The task =
Reproduce every entry exactly.

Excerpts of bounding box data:

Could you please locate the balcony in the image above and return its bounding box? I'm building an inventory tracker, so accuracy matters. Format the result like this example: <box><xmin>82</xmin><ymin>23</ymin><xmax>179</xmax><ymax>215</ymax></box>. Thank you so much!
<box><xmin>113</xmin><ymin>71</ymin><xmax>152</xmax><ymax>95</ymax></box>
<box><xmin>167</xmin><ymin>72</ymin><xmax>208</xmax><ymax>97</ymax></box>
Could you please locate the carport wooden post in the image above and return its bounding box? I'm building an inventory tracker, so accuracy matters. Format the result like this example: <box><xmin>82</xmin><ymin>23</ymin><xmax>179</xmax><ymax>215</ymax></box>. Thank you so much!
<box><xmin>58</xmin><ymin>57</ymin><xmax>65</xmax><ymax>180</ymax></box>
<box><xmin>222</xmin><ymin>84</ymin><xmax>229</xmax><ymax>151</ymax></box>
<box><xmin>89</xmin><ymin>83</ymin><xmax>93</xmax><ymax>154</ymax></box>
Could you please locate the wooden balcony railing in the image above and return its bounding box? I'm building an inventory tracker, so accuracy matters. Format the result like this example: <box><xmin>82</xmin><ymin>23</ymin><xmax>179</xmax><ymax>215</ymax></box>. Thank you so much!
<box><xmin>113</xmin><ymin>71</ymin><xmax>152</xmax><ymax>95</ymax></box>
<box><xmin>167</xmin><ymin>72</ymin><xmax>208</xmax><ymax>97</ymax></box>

Answer for this exercise =
Could you please locate the balcony in the image above and return its bounding box? I'm building an inventory tracker, so accuracy matters. Format the result like this example: <box><xmin>82</xmin><ymin>23</ymin><xmax>179</xmax><ymax>215</ymax></box>. Thank you so much!
<box><xmin>113</xmin><ymin>71</ymin><xmax>152</xmax><ymax>95</ymax></box>
<box><xmin>167</xmin><ymin>72</ymin><xmax>208</xmax><ymax>97</ymax></box>
Could you please locate the carport wooden post in the image above and return its bounding box? I'm building an inventory tracker, so accuracy matters. Format the result like this example: <box><xmin>82</xmin><ymin>23</ymin><xmax>179</xmax><ymax>215</ymax></box>. Thank you so much!
<box><xmin>58</xmin><ymin>57</ymin><xmax>65</xmax><ymax>180</ymax></box>
<box><xmin>222</xmin><ymin>84</ymin><xmax>229</xmax><ymax>151</ymax></box>
<box><xmin>89</xmin><ymin>83</ymin><xmax>93</xmax><ymax>154</ymax></box>
Could you please locate the wooden balcony railing in the image above and return its bounding box? I'm building an inventory tracker, so accuracy matters. Format the result like this example: <box><xmin>82</xmin><ymin>23</ymin><xmax>179</xmax><ymax>215</ymax></box>. Thank you so much!
<box><xmin>113</xmin><ymin>71</ymin><xmax>152</xmax><ymax>95</ymax></box>
<box><xmin>167</xmin><ymin>72</ymin><xmax>208</xmax><ymax>97</ymax></box>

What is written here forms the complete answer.